▶ **TASK A**: List every sexual orientation group that the news item on chronic pain among sexual minority adults names.
▶ **TASK B**: Write a continuation of the news item on chronic pain among sexual minority adults, beginning after its last sentence.

▶ **SUPPLIED PASSAGE**:

---*---

THURSDAY, May 11, 2023 (HealthDay News) — Sexual minority adults who identify as bisexual or “something else” have a significantly higher prevalence of chronic pain than gay/lesbian or straight adults, according to a study published online March 30 in PAIN.
Anna Zajacova, Ph.D., from the University of Western Ontario in London, Canada, and colleagues assessed chronic pain prevalence among sexual minority U.S. adults who self-identify as gay/lesbian, bisexual, or “something else.” The analysis included adults (aged 18 to 64 years) with general chronic pain (134,266 patients) or chronic pain in three or more sites (95,675 patients).

---*---

▶ **GIVEN DATA**:

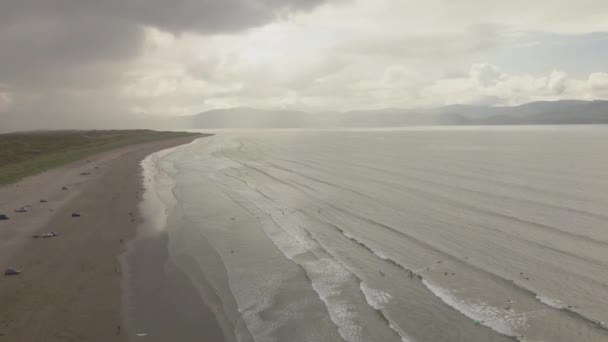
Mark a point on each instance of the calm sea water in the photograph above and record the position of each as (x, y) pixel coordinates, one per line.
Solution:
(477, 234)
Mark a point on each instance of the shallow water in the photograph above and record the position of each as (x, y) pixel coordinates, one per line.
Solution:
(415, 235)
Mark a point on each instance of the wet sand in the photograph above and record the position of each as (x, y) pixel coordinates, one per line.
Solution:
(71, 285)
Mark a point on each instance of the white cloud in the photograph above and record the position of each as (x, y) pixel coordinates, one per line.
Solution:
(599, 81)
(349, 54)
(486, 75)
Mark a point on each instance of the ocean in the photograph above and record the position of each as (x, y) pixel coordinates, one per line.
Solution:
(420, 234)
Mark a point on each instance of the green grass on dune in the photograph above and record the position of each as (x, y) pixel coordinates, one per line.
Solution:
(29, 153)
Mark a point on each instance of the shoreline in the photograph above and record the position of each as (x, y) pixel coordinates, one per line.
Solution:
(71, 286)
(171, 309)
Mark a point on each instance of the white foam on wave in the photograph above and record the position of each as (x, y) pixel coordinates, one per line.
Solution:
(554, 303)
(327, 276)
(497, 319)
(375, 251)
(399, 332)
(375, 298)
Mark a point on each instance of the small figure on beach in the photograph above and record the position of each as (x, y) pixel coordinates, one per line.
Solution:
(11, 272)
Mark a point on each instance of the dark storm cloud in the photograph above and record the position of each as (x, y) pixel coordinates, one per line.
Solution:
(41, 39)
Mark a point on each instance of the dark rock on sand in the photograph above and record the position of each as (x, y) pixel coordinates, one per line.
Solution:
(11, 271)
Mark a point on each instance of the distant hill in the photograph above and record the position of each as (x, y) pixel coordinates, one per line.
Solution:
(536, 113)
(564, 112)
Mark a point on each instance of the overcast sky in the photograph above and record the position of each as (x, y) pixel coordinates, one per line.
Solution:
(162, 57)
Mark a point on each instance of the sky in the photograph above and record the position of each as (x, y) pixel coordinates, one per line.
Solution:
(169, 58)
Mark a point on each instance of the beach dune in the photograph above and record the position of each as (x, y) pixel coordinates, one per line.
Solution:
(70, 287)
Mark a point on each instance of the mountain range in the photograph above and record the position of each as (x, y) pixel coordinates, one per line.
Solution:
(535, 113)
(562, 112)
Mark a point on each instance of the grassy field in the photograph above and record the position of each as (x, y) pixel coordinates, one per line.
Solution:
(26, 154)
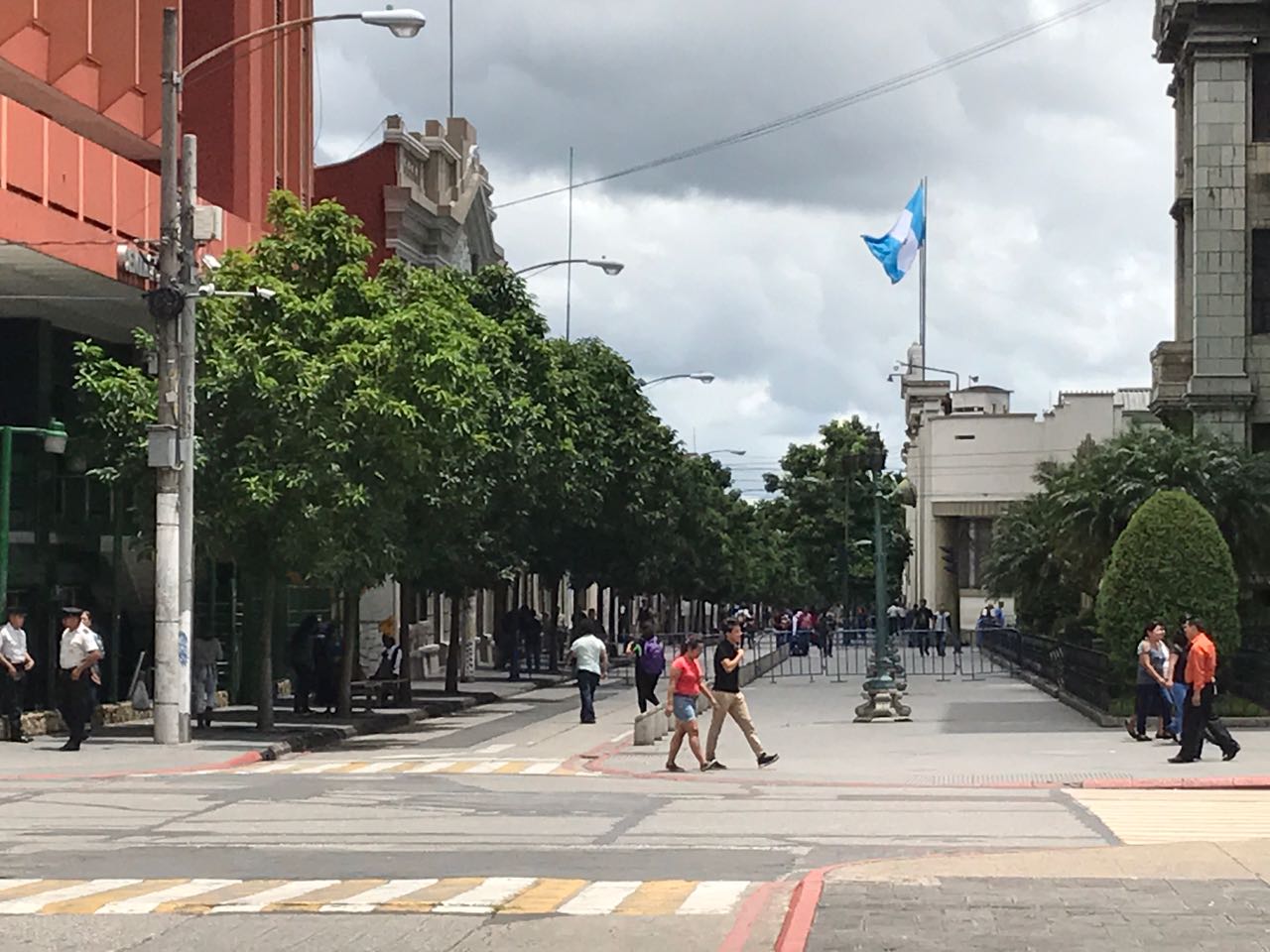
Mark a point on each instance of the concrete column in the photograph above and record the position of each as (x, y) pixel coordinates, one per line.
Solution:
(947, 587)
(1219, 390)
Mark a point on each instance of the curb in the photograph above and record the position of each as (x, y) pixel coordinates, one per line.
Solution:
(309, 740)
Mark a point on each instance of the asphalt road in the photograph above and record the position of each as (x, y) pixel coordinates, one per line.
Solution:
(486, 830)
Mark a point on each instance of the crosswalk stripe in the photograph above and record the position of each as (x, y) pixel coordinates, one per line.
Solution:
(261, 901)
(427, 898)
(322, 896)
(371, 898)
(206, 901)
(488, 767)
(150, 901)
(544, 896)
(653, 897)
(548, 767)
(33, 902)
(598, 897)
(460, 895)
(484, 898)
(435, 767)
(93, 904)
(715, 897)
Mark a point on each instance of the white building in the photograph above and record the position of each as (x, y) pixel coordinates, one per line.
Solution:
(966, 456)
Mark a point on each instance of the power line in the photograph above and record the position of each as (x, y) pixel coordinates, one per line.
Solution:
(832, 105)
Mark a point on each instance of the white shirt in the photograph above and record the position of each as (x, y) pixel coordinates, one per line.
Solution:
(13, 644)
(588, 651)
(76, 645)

---*---

▶ **EXERCISE RESPONSE A**: bisexual; "something else"; gay/lesbian; straight

▶ **EXERCISE RESPONSE B**:
The researchers found that Americans who self-identify as bisexual or “something else” have the highest general chronic pain prevalence (23.7 and 27.0 percent, respectively) versus 21.7 percent among gay/lesbian adults and 17.2 percent among straight adults. Disparities are even larger for people with pain in three or more sites, with age-adjusted prevalence more than twice as high among adults who self-identify as bisexual or “something else” and 50 percent higher among gay/lesbian versus straight adults. Socioeconomic status and health care variables explained only a modest proportion of these disparities, while psychological distress was the most salient correlate with disparities.
“Findings thus indicate that even in an era of meaningful social and political advances, sexual minority American adults have significantly more chronic pain than their straight counterparts,” the authors write.